If a line in the entries includes "every", show that line.

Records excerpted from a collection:
---

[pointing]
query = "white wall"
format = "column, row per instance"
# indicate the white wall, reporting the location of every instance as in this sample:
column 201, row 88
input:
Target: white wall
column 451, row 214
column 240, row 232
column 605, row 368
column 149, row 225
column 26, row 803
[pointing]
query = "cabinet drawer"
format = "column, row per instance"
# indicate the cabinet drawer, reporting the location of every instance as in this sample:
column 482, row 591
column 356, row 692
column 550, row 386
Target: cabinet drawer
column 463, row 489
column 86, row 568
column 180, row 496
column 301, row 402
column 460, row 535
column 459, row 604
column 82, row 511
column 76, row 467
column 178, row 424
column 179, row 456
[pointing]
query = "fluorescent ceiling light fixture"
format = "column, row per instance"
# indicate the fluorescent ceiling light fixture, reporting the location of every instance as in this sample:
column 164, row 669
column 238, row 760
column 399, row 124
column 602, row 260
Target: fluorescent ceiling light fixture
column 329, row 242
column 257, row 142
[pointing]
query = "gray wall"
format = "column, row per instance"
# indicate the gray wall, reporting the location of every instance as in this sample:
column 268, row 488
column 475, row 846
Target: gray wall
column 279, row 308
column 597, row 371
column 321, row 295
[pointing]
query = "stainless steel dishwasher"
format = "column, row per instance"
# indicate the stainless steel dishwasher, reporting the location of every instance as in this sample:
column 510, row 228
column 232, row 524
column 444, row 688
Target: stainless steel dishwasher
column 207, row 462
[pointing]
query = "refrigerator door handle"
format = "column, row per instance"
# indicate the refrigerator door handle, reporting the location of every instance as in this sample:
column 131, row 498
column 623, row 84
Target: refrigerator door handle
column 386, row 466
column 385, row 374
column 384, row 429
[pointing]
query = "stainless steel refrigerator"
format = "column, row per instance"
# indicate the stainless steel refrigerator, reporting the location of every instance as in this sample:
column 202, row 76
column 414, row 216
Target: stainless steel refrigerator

---

_Task output_
# indicate the white wall, reporting the location of every instance as in this sample:
# indicate the cabinet drawer, reporting the location of every instance as in this sample:
# indicate the fluorescent ceiling light fixture, reporting the location of every instance as in this sample:
# indicate the gray wall, reporting the location of every instance as in this sample:
# indicate the stainless steel dishwasher, reporting the location of every instance as in this sample:
# indicate the refrigerator door handle, reporting the location of every instance as in this sample:
# indicate the stainless steel refrigerator, reporting the location of every instance as in this sample:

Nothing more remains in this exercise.